**Task set:**
a - Reproduce the passage on whales and the woodbine from "Just about now" up to and including "hues of fall.".
b - Write the next part of the passage on whales and the woodbine, picking up after its last sentence.
begin Document segment
Incidentally, the whaling industry has been revived and intensified in the south polar seas, only to make for itself a final ruin. Willard G. Van Name of the American Museum of Natural History, writing in the New York Herald Tribune, declares unreservedly that in spite of international controls, mostly ineffectual, the whale is being pushed close to extinction in its final sanctuary by “reckless butchery.” Moreover, the slaughter is carried on wastefully, with a vast squandering of a food supply which, by modern methods, could be used to feed the hungry of the world.

If we, by dint of that old era in which Vineyarders dared dangers and privations to kill one whale against hundreds machine-killed with convenience and comfort today, may be said to have acquired a special interest in whales and whaling, we sons and grandsons of American whalemen will join in asking for genuine international protection so that the greatest of the mammals may survive. There could hardly be a better memorial to the captains, mates and boat-steerers than living whales in the ocean.

Just about now the woodbine, elsewhere more commonly called the Virginia creeper, is coming into its special autumnal glory. The colors, running the scale of intense reds, are fully as triumphant as those of the poison ivy which is likewise breathtaking in its celebration hues of fall.
end Document segment
begin Items
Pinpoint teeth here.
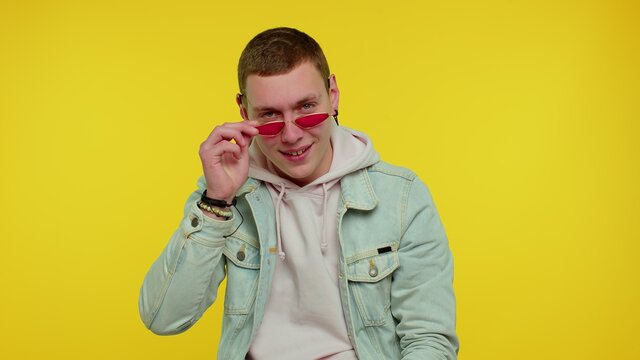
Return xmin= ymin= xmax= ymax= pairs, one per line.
xmin=286 ymin=148 xmax=307 ymax=156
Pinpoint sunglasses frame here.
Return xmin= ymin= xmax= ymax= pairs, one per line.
xmin=256 ymin=112 xmax=330 ymax=137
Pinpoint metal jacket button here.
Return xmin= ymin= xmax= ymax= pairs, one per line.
xmin=236 ymin=250 xmax=245 ymax=261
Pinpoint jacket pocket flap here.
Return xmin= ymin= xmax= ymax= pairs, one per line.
xmin=222 ymin=237 xmax=260 ymax=269
xmin=347 ymin=250 xmax=400 ymax=282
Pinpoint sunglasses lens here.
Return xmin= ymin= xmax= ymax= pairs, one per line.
xmin=256 ymin=121 xmax=284 ymax=136
xmin=296 ymin=113 xmax=329 ymax=129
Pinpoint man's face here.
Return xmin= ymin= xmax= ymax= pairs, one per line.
xmin=240 ymin=62 xmax=340 ymax=186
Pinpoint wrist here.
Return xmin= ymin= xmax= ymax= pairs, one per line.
xmin=202 ymin=188 xmax=235 ymax=208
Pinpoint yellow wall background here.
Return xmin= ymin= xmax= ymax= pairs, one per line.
xmin=0 ymin=0 xmax=640 ymax=359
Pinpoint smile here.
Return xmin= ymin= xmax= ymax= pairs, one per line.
xmin=280 ymin=145 xmax=311 ymax=156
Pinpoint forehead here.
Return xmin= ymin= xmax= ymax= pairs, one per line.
xmin=245 ymin=62 xmax=326 ymax=108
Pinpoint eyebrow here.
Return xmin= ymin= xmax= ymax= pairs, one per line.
xmin=253 ymin=94 xmax=320 ymax=112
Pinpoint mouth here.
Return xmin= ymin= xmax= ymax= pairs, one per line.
xmin=280 ymin=145 xmax=311 ymax=160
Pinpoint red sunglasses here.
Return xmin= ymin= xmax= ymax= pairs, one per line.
xmin=256 ymin=113 xmax=329 ymax=136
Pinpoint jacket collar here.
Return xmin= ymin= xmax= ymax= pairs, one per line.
xmin=340 ymin=169 xmax=378 ymax=210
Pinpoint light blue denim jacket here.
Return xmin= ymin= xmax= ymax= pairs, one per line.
xmin=139 ymin=162 xmax=458 ymax=360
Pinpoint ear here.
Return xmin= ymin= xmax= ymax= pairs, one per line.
xmin=236 ymin=93 xmax=249 ymax=121
xmin=329 ymin=74 xmax=340 ymax=115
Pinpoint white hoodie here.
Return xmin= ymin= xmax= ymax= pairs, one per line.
xmin=248 ymin=121 xmax=379 ymax=360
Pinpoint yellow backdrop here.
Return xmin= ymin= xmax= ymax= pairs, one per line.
xmin=0 ymin=0 xmax=640 ymax=360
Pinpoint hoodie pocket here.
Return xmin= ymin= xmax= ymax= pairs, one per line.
xmin=347 ymin=250 xmax=400 ymax=326
xmin=223 ymin=237 xmax=260 ymax=315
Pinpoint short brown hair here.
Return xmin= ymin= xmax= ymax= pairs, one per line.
xmin=238 ymin=27 xmax=331 ymax=94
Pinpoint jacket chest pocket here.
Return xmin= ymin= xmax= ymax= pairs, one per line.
xmin=347 ymin=250 xmax=400 ymax=326
xmin=223 ymin=237 xmax=260 ymax=315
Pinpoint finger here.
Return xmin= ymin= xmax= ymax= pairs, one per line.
xmin=205 ymin=122 xmax=258 ymax=146
xmin=200 ymin=141 xmax=242 ymax=161
xmin=202 ymin=126 xmax=245 ymax=148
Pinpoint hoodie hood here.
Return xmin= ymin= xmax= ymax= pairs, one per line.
xmin=249 ymin=117 xmax=380 ymax=260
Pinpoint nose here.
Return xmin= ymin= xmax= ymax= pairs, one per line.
xmin=281 ymin=115 xmax=304 ymax=144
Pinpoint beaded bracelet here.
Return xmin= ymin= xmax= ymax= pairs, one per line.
xmin=198 ymin=201 xmax=233 ymax=220
xmin=200 ymin=190 xmax=238 ymax=207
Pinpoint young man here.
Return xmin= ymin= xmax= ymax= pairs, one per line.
xmin=139 ymin=28 xmax=458 ymax=360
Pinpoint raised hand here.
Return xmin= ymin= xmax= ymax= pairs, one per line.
xmin=200 ymin=121 xmax=258 ymax=203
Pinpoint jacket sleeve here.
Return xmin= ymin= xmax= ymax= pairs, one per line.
xmin=391 ymin=178 xmax=458 ymax=360
xmin=138 ymin=184 xmax=237 ymax=335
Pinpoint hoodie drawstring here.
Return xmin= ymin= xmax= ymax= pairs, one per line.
xmin=276 ymin=183 xmax=285 ymax=261
xmin=320 ymin=183 xmax=329 ymax=254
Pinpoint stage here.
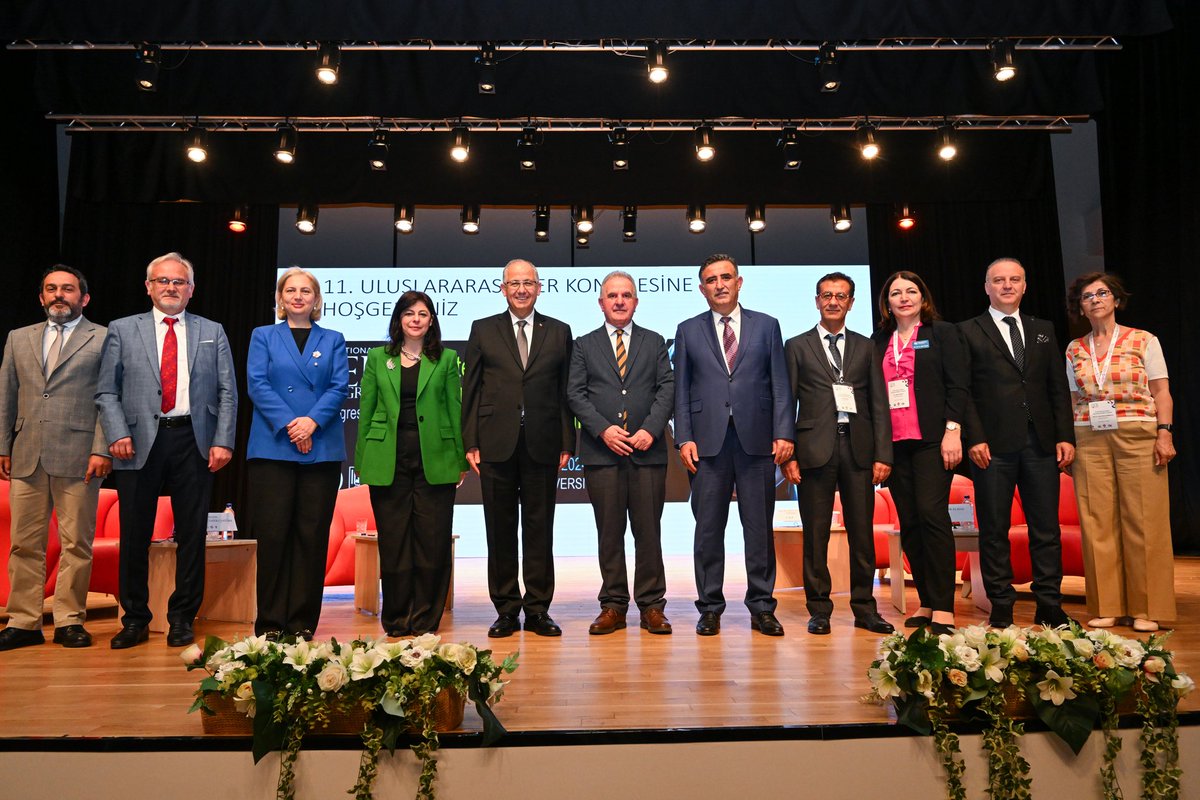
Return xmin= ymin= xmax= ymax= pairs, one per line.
xmin=0 ymin=554 xmax=1200 ymax=799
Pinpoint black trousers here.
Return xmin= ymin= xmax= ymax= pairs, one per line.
xmin=246 ymin=458 xmax=342 ymax=636
xmin=479 ymin=428 xmax=558 ymax=616
xmin=799 ymin=434 xmax=876 ymax=619
xmin=888 ymin=440 xmax=954 ymax=613
xmin=371 ymin=428 xmax=457 ymax=634
xmin=971 ymin=423 xmax=1062 ymax=607
xmin=583 ymin=457 xmax=667 ymax=614
xmin=113 ymin=425 xmax=212 ymax=626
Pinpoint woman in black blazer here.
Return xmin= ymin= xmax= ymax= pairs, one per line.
xmin=872 ymin=270 xmax=968 ymax=633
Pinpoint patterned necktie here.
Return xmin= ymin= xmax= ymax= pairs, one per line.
xmin=1004 ymin=317 xmax=1025 ymax=372
xmin=517 ymin=319 xmax=529 ymax=369
xmin=721 ymin=317 xmax=738 ymax=372
xmin=617 ymin=327 xmax=629 ymax=380
xmin=46 ymin=323 xmax=64 ymax=380
xmin=158 ymin=317 xmax=179 ymax=414
xmin=826 ymin=333 xmax=841 ymax=377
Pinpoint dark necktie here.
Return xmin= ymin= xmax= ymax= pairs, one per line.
xmin=158 ymin=317 xmax=179 ymax=414
xmin=1004 ymin=317 xmax=1025 ymax=372
xmin=721 ymin=317 xmax=738 ymax=372
xmin=517 ymin=319 xmax=529 ymax=369
xmin=826 ymin=333 xmax=841 ymax=378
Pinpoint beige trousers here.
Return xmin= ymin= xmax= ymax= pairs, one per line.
xmin=1072 ymin=422 xmax=1175 ymax=620
xmin=8 ymin=463 xmax=101 ymax=631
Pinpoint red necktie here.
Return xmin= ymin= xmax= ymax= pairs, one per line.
xmin=158 ymin=317 xmax=179 ymax=414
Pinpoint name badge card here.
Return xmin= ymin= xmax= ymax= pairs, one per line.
xmin=888 ymin=378 xmax=908 ymax=408
xmin=1087 ymin=401 xmax=1117 ymax=431
xmin=833 ymin=384 xmax=858 ymax=414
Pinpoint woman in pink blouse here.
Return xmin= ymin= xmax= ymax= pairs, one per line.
xmin=1067 ymin=272 xmax=1175 ymax=631
xmin=872 ymin=270 xmax=968 ymax=633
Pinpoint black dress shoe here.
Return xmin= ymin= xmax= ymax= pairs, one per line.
xmin=750 ymin=612 xmax=784 ymax=636
xmin=487 ymin=614 xmax=521 ymax=639
xmin=526 ymin=614 xmax=563 ymax=636
xmin=108 ymin=625 xmax=150 ymax=650
xmin=167 ymin=622 xmax=196 ymax=648
xmin=0 ymin=625 xmax=46 ymax=650
xmin=1033 ymin=604 xmax=1074 ymax=627
xmin=696 ymin=612 xmax=721 ymax=636
xmin=854 ymin=614 xmax=895 ymax=633
xmin=54 ymin=625 xmax=91 ymax=648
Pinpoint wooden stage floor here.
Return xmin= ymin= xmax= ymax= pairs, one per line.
xmin=0 ymin=555 xmax=1200 ymax=748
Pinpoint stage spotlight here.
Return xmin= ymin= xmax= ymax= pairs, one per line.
xmin=533 ymin=205 xmax=550 ymax=241
xmin=695 ymin=125 xmax=716 ymax=161
xmin=858 ymin=122 xmax=880 ymax=161
xmin=475 ymin=42 xmax=496 ymax=95
xmin=646 ymin=40 xmax=671 ymax=83
xmin=391 ymin=203 xmax=416 ymax=235
xmin=746 ymin=203 xmax=767 ymax=234
xmin=620 ymin=205 xmax=637 ymax=241
xmin=988 ymin=38 xmax=1016 ymax=83
xmin=571 ymin=205 xmax=595 ymax=234
xmin=275 ymin=125 xmax=296 ymax=164
xmin=817 ymin=42 xmax=841 ymax=92
xmin=829 ymin=203 xmax=854 ymax=233
xmin=776 ymin=125 xmax=800 ymax=169
xmin=450 ymin=125 xmax=470 ymax=164
xmin=133 ymin=44 xmax=162 ymax=91
xmin=367 ymin=126 xmax=388 ymax=173
xmin=187 ymin=127 xmax=209 ymax=164
xmin=296 ymin=205 xmax=320 ymax=236
xmin=608 ymin=127 xmax=629 ymax=172
xmin=458 ymin=205 xmax=479 ymax=236
xmin=317 ymin=42 xmax=342 ymax=86
xmin=517 ymin=126 xmax=538 ymax=172
xmin=937 ymin=125 xmax=959 ymax=161
xmin=229 ymin=205 xmax=250 ymax=234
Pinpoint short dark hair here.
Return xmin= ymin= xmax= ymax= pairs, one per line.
xmin=698 ymin=253 xmax=738 ymax=283
xmin=37 ymin=264 xmax=88 ymax=294
xmin=384 ymin=291 xmax=443 ymax=361
xmin=1067 ymin=272 xmax=1132 ymax=317
xmin=817 ymin=272 xmax=854 ymax=297
xmin=880 ymin=270 xmax=942 ymax=331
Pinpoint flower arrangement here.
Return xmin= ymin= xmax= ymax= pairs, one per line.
xmin=182 ymin=633 xmax=517 ymax=800
xmin=865 ymin=622 xmax=1195 ymax=800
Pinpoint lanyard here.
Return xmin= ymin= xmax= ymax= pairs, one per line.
xmin=1087 ymin=324 xmax=1121 ymax=395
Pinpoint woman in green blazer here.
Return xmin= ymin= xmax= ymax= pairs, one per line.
xmin=354 ymin=291 xmax=467 ymax=637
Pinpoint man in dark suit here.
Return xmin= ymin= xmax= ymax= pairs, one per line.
xmin=784 ymin=272 xmax=894 ymax=636
xmin=96 ymin=253 xmax=238 ymax=650
xmin=0 ymin=264 xmax=113 ymax=650
xmin=674 ymin=254 xmax=794 ymax=636
xmin=566 ymin=272 xmax=674 ymax=634
xmin=959 ymin=258 xmax=1075 ymax=627
xmin=462 ymin=259 xmax=575 ymax=638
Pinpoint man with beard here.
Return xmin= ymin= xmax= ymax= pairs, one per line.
xmin=0 ymin=264 xmax=113 ymax=650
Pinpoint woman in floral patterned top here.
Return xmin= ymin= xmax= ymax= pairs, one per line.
xmin=1067 ymin=272 xmax=1175 ymax=631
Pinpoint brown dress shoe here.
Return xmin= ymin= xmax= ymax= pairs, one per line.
xmin=588 ymin=608 xmax=625 ymax=636
xmin=642 ymin=608 xmax=671 ymax=633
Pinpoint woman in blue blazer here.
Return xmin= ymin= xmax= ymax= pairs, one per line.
xmin=354 ymin=291 xmax=467 ymax=637
xmin=246 ymin=267 xmax=349 ymax=639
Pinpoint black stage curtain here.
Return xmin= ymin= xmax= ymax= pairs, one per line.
xmin=1097 ymin=0 xmax=1200 ymax=554
xmin=62 ymin=198 xmax=278 ymax=511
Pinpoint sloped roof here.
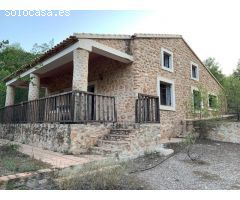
end Items
**Set of answers:**
a -
Just about now the woodbine, elsewhere more commonly called the Virginia creeper, is coming into its special autumnal glory. The colors, running the scale of intense reds, are fully as triumphant as those of the poison ivy which is likewise breathtaking in its celebration hues of fall.

b -
The extent of the woodbine in the countryside is hardly appreciated in summer when the vine is only one of the countless prolific green things — but now it emerges, and one can see how it possesses stone walls, makes itself companion of the grapevine, rambles over fields and through thickets. Anonymous during the green months, it becomes the materialization of autumn, assertive and resplendent, a constant invitation to every eye.

In many places the woodbine is cultivated, but here it is a part of the general Island garden, springing up without invitation and lasting through dry summers and bitter winters alike. Vineyard soil must especially please this vine as it does so many other gallant and individual shrubs and plants. To name the Vineyard without sassafras, sumach, bayberry, huckleberry and woodbine would be to name it incompletely.